- Exercise passage
--*--
This notebook shows how to serve a large language model on Vast's GPU platform using the popular open source inference framework [vLLM](https://github.com/vllm-project/vllm). `vLLM` is particularly good at high-throughput serving, for multi user or high load use-cases, and is one of the most popular serving frameworks today.

The commands in this notebook can be run here, or copied and pasted into your terminal (Minus the `!` or the `%%bash`). At the end, we will include a way to query your `vLLM` service in either python or with a curl request for the terminal.

In [None]:
%%bash
#In an environment of your choice
pip install --upgrade vastai

In [None]:
%%bash
# Here we will set our api key
vastai set api-key <Your-API-Key-Here>


Now we are going to look for GPU's on vast. The model that we are using is going to be very small, but to allow for easilly swapping out the model you desire, we will select machines that:
1. Have GPU's with Ampere or newer architecture
2. Have at least 24gb of GPU RAM (to run 13B parameter LLMs)
3. One GPU as `vLLM` primarilly serves one copy of a model.
4. Have a static IP address to route requests to
5. Have direct port counts available (greater than 1) to enable port reservations
6. Use Cuda 12.1 or higher due to `vLLM`'s base image

In [None]:
%%bash
vastai search offers 'compute_cap >= 800 gpu_ram >= 24 num_gpus = 1 static_ip=true direct_port_count > 1 cuda_vers >= 12.1' 


Copy and Paste the id of a machine that you would like to choose below for `<instance-id>`.
We will activate this instance with the `vLLM-OpenAI` template. This template gives us a docker image that uses `vLLM` behind an OpenAI Compatible server. This means that it can slide in to any application that uses the openAI api. All you need to change in your app is the `base_url` and the `model_id` to the model that you are using so that the requests are properly routed to your model.

This command also exposes the port 8000 in the docker container, the default openAI server port, and tells the docker container to automatically download and serve the `stabilityai/stablelm-2-zephyr-1_6b`. You can change the model by using any HuggingFace model ID. We chose this because it is fast to download and start playing with.

We use vast's `--args` command to funnel the rest of the command to the container, in this case `--model stabilityai/stablelm-2-zephyr-1_6b`, which `vLLM` uses to download the model.
--*--
Records excerpted from a collection:
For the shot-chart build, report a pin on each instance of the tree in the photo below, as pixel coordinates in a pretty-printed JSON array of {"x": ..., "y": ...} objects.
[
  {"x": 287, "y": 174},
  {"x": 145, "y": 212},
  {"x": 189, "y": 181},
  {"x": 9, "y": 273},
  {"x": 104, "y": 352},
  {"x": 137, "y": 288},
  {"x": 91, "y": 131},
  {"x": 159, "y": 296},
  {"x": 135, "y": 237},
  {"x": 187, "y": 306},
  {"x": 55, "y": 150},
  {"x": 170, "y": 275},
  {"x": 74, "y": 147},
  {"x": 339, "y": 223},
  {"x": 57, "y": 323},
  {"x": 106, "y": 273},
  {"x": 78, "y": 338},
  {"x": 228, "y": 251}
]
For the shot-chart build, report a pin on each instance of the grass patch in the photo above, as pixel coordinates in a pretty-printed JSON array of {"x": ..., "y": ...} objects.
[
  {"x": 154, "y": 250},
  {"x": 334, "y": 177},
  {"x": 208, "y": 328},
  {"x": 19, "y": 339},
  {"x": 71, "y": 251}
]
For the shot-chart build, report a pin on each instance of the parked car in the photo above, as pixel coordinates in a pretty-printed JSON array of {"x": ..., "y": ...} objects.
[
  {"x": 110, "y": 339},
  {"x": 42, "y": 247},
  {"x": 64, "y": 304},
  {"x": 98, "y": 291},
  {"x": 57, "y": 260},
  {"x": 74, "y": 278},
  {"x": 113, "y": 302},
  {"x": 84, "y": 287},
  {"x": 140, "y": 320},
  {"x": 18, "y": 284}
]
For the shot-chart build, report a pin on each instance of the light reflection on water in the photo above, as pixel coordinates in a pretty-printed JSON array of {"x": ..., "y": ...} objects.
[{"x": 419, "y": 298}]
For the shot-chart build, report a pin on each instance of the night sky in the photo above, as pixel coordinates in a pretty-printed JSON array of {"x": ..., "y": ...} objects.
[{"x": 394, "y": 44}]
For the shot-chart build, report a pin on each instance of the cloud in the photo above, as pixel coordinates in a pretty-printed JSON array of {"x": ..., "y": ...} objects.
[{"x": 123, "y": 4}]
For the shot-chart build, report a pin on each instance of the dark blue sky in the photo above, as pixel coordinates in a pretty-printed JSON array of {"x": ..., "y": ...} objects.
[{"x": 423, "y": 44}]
--*--
- Instructions
• 1. According to the vLLM notebook, why are the machines it searches for required to have at least 24gb of GPU RAM?
• 2. Write the next part of the vLLM notebook, starting after its last sentence.

- Answers provided
• 1. The 24gb minimum is meant to be enough to run 13B parameter LLMs. The model in the notebook is very small, but this lets readers easily swap in the model they want.

• 2.
In [None]:
%%bash

vastai create instance <instance-id> --image vllm/vllm-openai:latest --env '-p 8000:8000' --disk 40 --args --model stabilityai/stablelm-2-zephyr-1_6b

Now, we need to verify that our setup is working. We first need to wait for our machine to download the image and the model and start serving. This will take a few minutes. The logs will show you when it's done. 

Then, at the top of the instance, there is a button with an IP address in it. Click this and a panel will show up of the ip address and the forwarded ports. 
You should see something like: 
Copy and paste the IP address and the port in the curl command below.

This curl command sends and OpenAI compatible request to your vLLM server. You should see the response if everything is setup correctly. 

In [None]:
%%bash
# This request assumes you haven't changed the model. If you did, fill it in the "model" value in the payload json below
curl -X POST http://<Instance-IP-Address>:<Port>/v1/completions -H "Content-Type: application/json"  -d '{"model" : "stabilityai/stablelm-2-zephyr-1_6b", "prompt": "Hello, how are you?", "max_tokens": 50}'


This next cell replicates exactly the same request but in the python requests library. If you're looking to build off of this more, we recommend checking out the [OpenAI sdk](https://github.com/openai/openai-python).


In [None]:
import requests

headers = {
    'Content-Type': 'application/json',
}

json_data = {
    'model': 'stabilityai/stablelm-2-zephyr-1_6b',
    'prompt': 'Hello, how are you?',
    'max_tokens': 50,
}

response = requests.post('http://<Instance-IP-Address>:<Port>/v1/completions', headers=headers, json=json_data)
print(response.content)

# Advanced vLLM Usage: Quantized Llama-3-70b-Instruct
Now that we've spun up a model on vLLM, we can get into more complicated deployments. We'll work on serving this specific quantized Llama-3 70B [model](https://huggingface.co/casperhansen/llama-3-70b-instruct-awq).
With this quantized model, we can easilly serve this model on on 4 4090 GPU's.

Overall, A few things need to change:
1. The model string need to change to our new model.
2. We're going to use 4 GPU's
3. We need to provision much more space on our system to be able to download the full set of weights. 100 GB in this case should be fine
4. We need to set up tensor parallelism inside vLLM to split up the model across these 4 gpus. 
5. We need to let vLLM know that this is a quantized model



In [None]:
%%bash
vastai search offers 'compute_cap >= 800 gpu_ram >= 24 num_gpus = 4 static_ip=true direct_port_count > 1 cuda_vers >= 12.1' 


We will make a similar search as before, but include parameters to ensure at least 4 GPUs.

In our instance creation, we will increase our disk usage to 100GB.

Then, we will tell vllm to: 1. use the specific model, 2. split across 4 GPU's, and 3. Let it know that it is in fact a quantized model.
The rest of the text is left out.